* **Required action**
Leave out every line before the one containing "of the alloy", and repeat the rest of the material below exactly, that line included.

* **Data for review**
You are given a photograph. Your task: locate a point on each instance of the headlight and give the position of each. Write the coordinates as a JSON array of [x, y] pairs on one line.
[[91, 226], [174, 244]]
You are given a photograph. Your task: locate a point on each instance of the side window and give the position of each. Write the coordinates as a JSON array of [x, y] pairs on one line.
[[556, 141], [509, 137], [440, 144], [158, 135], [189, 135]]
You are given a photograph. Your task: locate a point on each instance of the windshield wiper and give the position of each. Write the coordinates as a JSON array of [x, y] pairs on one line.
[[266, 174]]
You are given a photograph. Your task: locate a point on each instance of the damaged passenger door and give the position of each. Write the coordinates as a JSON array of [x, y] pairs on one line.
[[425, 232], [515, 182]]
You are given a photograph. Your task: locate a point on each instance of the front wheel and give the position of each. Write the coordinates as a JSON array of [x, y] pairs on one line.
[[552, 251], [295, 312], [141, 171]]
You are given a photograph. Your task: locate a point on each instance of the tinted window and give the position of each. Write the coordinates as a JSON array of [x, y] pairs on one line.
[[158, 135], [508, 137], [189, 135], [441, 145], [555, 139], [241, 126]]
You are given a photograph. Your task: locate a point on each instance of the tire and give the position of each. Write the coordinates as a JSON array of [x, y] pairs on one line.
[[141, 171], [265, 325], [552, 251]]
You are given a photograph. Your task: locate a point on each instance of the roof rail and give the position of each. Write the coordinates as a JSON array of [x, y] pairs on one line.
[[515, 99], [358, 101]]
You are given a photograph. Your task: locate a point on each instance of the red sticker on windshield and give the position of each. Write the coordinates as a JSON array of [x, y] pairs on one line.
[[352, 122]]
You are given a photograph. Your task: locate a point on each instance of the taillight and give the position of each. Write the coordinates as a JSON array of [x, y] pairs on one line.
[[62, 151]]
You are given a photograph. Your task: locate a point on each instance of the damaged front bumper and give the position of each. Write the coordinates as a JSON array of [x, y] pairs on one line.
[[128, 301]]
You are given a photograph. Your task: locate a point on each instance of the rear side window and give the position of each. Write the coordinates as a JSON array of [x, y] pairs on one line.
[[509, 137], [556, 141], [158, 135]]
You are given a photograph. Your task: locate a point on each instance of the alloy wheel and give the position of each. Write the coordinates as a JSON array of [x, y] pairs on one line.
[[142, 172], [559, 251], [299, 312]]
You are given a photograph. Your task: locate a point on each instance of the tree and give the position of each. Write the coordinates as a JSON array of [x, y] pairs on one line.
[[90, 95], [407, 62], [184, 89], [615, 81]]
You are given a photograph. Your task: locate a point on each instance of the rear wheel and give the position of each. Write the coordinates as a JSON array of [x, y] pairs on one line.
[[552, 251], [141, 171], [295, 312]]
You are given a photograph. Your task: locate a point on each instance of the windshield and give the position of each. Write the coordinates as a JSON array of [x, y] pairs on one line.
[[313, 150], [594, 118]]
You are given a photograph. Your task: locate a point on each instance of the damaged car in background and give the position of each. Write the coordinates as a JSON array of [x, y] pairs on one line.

* **Solved problem**
You are given a photograph. Your task: locate a point on each instance of the alloy wheel and give the position of each. Write the coordinates as a JSON array of [x, y] pairs on one line.
[[142, 172], [559, 251], [299, 312]]
You are given a photograph. Your task: locate a point on each instance of the tree and give the position of each. Write the coordinates as a JSON array of [x, y] pairs on one line.
[[90, 95], [407, 62], [184, 89], [615, 81]]
You are given a photograph. Your task: locate a point on each instance of the rear wheel and give the position of each. Write the coordinates as a JSON array of [x, y] pairs on one line.
[[552, 251], [141, 171], [295, 312]]
You are given a photograph. Your task: locate a point on each instance of the windshield and give the position of each. Write the coordinates as a JSON array of [x, y] pairs on one line.
[[313, 150], [594, 118]]
You are given a photograph. Your task: locate a point on each instance of the damaged car in background and give the position of each. Write the coordinates as a JSON array of [x, y] pairs on one line.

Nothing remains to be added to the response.